## Set exercise
Convert the part of the rows that opens with the line containing "of the rooftop" and runs through the last line into a Markdown table with the columns Number and Text, skipping blank lines.

## Records for this task

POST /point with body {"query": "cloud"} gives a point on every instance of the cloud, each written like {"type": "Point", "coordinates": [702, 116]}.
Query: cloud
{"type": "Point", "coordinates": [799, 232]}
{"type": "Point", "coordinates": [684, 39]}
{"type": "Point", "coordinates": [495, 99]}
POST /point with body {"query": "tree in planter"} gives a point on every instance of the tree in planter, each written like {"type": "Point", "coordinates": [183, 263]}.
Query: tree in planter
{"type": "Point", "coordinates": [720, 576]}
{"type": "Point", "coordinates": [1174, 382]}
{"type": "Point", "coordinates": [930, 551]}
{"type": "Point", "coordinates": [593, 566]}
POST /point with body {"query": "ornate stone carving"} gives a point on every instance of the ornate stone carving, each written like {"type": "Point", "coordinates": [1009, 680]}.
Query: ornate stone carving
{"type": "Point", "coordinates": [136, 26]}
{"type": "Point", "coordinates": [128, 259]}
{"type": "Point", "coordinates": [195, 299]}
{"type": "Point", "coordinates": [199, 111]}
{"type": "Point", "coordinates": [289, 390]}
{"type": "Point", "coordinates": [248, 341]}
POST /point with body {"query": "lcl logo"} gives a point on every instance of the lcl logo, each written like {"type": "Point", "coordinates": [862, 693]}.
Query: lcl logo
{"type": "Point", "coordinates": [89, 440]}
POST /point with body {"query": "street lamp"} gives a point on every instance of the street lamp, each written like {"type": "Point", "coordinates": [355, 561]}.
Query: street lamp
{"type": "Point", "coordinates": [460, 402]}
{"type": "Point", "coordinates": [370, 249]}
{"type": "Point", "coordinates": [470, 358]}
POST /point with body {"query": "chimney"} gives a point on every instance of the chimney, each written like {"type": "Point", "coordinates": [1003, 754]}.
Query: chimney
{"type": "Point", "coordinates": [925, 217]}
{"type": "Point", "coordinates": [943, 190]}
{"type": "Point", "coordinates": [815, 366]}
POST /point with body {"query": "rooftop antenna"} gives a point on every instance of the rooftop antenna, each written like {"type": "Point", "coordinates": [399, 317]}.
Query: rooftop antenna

## Final result
| Number | Text |
|---|---|
| 1 | POST /point with body {"query": "rooftop antenna"} gives a point on every instance of the rooftop antenna, each written like {"type": "Point", "coordinates": [399, 317]}. |
| 2 | Query: rooftop antenna |